## Start RECORDS SHOWN
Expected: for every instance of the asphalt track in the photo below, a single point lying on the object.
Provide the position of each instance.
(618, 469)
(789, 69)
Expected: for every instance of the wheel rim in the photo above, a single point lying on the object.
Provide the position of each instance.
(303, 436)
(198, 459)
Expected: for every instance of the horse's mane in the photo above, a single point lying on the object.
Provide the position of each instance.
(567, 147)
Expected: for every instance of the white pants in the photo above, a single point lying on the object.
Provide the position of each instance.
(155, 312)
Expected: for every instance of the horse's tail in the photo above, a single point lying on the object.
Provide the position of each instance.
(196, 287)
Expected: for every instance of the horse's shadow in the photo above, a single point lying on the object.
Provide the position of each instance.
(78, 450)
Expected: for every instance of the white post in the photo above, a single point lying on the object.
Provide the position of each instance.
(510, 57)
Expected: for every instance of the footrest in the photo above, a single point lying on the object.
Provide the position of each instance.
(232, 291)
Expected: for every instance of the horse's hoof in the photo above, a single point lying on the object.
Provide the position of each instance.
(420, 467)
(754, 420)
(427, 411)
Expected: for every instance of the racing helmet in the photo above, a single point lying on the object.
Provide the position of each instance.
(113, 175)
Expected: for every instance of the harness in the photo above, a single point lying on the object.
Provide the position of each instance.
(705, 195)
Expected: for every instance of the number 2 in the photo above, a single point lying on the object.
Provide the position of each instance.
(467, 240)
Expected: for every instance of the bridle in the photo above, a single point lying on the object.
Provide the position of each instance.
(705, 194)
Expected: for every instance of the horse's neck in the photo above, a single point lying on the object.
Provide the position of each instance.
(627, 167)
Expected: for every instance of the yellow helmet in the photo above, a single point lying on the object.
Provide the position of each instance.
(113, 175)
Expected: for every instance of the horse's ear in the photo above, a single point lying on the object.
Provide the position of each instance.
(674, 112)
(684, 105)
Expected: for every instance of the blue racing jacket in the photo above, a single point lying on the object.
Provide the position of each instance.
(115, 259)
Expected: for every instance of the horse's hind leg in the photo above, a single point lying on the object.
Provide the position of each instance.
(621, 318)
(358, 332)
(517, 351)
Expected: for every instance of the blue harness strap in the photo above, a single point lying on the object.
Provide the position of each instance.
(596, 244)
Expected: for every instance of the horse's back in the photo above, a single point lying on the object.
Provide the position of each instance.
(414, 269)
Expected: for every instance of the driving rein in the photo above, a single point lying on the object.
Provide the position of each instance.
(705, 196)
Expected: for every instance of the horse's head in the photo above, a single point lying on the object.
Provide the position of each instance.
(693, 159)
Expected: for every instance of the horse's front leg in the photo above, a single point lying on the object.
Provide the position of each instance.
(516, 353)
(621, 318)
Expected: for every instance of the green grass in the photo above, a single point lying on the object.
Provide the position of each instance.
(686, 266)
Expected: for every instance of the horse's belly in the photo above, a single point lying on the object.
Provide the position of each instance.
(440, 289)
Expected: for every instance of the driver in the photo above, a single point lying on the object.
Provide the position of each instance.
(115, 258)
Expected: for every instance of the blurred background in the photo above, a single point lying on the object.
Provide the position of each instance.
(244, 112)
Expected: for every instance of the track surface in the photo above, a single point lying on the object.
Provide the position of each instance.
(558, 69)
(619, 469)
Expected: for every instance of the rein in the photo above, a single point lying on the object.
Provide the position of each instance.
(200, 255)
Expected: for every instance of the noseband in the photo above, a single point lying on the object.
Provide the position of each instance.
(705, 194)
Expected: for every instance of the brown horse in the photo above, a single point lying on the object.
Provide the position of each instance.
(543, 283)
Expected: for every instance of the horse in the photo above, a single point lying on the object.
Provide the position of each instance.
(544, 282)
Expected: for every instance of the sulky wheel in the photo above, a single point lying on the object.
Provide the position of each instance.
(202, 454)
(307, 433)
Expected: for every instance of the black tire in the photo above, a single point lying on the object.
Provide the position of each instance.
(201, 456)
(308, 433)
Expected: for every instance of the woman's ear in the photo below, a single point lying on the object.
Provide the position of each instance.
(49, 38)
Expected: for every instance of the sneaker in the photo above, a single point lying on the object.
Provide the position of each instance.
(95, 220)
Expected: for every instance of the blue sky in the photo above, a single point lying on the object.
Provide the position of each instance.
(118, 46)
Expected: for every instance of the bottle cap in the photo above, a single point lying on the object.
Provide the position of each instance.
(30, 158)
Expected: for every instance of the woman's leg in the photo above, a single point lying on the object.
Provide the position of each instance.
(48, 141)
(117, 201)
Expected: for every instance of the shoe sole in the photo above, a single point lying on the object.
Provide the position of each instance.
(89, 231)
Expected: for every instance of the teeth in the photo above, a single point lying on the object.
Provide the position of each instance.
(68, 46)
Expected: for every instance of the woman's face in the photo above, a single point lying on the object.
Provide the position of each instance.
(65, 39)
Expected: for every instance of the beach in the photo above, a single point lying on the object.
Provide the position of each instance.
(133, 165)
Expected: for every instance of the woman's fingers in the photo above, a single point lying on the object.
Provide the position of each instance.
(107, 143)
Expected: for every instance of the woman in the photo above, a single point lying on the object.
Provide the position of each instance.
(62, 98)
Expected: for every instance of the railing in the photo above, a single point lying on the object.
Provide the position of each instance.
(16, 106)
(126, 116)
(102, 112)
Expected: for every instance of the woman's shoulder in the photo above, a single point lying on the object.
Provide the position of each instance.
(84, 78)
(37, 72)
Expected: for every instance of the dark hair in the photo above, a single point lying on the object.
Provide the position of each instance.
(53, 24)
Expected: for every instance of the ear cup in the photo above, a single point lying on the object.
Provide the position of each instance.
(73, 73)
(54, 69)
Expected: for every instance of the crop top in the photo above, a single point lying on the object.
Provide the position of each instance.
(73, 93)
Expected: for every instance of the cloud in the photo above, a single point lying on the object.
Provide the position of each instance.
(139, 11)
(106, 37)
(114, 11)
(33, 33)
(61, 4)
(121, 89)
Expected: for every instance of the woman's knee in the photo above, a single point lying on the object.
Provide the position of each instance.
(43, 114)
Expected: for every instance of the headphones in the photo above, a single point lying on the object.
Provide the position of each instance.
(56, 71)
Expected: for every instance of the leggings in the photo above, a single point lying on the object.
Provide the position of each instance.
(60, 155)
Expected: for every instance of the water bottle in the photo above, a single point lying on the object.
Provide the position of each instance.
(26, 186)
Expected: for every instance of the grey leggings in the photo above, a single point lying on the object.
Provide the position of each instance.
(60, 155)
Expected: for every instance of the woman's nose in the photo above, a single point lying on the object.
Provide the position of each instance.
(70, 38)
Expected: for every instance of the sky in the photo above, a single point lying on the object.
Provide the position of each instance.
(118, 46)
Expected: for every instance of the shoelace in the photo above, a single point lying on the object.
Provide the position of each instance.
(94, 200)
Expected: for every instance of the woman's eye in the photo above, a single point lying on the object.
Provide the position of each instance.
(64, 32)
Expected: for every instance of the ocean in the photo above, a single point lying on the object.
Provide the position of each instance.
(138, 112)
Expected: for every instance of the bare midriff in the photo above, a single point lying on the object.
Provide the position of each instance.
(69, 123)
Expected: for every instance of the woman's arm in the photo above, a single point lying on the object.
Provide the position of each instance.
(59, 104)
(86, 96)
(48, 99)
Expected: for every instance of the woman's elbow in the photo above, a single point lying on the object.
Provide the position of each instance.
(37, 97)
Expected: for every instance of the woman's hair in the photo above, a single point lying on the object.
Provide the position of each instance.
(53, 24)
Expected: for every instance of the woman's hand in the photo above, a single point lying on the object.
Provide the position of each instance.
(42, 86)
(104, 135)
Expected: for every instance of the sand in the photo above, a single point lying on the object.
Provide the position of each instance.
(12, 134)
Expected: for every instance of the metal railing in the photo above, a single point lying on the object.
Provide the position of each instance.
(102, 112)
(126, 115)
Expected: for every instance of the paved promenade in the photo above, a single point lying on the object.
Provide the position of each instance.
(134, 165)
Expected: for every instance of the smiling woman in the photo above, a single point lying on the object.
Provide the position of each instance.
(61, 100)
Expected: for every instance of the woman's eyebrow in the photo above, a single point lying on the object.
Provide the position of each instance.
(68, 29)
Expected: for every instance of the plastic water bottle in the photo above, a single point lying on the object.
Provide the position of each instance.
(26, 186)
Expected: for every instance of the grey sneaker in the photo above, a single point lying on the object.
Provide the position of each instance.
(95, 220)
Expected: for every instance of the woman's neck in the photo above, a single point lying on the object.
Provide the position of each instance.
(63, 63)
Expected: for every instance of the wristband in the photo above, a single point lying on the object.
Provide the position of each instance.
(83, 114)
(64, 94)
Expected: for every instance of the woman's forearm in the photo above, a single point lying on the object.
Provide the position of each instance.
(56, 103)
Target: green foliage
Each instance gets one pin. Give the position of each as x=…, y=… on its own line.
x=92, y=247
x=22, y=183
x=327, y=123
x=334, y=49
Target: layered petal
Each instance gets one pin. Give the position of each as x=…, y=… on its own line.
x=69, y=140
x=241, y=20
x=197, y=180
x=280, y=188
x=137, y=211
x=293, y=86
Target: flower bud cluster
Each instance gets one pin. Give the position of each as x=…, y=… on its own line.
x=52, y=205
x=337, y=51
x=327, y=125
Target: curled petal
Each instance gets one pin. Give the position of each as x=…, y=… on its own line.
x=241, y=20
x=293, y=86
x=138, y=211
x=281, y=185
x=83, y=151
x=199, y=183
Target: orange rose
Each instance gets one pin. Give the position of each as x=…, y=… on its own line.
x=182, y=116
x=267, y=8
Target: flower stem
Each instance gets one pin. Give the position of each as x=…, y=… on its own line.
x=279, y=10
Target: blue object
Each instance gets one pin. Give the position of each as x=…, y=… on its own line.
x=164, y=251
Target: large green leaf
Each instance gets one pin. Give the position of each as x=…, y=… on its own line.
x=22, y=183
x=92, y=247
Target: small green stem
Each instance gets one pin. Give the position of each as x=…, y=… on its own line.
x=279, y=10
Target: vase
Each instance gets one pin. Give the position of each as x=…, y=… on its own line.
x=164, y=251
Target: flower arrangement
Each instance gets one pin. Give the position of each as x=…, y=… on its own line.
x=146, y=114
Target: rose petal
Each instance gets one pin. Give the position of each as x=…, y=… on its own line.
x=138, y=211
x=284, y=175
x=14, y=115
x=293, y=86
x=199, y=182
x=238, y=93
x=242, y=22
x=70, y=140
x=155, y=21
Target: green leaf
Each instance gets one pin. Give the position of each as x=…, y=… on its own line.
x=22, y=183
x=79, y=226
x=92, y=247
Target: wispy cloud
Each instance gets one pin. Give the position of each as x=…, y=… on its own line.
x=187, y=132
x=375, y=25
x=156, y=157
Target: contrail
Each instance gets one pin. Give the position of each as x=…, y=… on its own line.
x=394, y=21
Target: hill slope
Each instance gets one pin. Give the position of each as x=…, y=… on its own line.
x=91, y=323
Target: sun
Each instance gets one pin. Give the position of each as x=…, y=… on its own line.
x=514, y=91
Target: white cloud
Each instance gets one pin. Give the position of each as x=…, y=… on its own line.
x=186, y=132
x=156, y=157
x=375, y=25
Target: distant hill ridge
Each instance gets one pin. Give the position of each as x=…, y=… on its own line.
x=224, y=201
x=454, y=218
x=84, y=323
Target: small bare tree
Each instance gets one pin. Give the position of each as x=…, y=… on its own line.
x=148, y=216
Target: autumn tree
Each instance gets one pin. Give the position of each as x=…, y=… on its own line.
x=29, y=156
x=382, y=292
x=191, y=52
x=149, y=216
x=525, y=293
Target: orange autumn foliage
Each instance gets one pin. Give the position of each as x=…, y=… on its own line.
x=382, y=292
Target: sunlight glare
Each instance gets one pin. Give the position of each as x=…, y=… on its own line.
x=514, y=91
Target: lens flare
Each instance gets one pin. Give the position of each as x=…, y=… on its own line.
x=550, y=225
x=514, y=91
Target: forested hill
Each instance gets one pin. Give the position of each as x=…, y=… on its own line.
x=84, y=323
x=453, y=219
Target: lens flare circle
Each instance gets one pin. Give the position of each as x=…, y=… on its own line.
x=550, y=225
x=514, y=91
## End RECORDS SHOWN
Write out once more the lines above beginning at the line with "Target: green leaf"; continue through the final line and stop there.

TASK SOLUTION:
Target: green leaf
Each instance gets one pin. Give the position of each as x=…, y=… on its own line.
x=22, y=183
x=79, y=226
x=92, y=247
Target: wispy cloud
Each instance gets one pin. Give the position of each as x=…, y=… on its own line.
x=187, y=132
x=375, y=25
x=156, y=157
Target: contrail
Each instance gets one pin. Give the position of each as x=…, y=… on its own line.
x=394, y=21
Target: hill slope
Each instance gets one pin. Give the position of each as x=…, y=… on its own line.
x=91, y=323
Target: sun
Each instance gets one pin. Give the position of each as x=…, y=… on its own line.
x=514, y=91
Target: white cloud
Each instance gets one pin. Give the position of each as x=…, y=… on its own line.
x=186, y=132
x=156, y=157
x=375, y=25
Target: distant hill ridge
Each instance gets one pin. Give the position of each as x=…, y=… on its own line.
x=224, y=201
x=454, y=218
x=84, y=323
Target: small bare tree
Each instance gets one pin. Give the position of each as x=…, y=… on its own line.
x=148, y=216
Target: autumn tree
Each instance gets one pin. Give the position of each as x=…, y=… on its own line.
x=29, y=156
x=382, y=292
x=191, y=52
x=149, y=216
x=525, y=293
Target: orange autumn foliage
Each instance gets one pin. Give the position of each as x=…, y=… on its own line.
x=382, y=292
Target: sunlight glare
Each instance gets one pin. Give the position of each as x=…, y=… on its own line.
x=514, y=91
Target: lens flare
Each instance gets one pin. Give the position of each as x=…, y=… on its own line.
x=550, y=225
x=514, y=91
Target: forested hill
Each instance gets one pin. Give the position of each as x=…, y=… on its own line.
x=84, y=323
x=453, y=219
Target: lens flare circle
Each instance gets one pin. Give the position of each as x=…, y=… on its own line.
x=550, y=225
x=514, y=91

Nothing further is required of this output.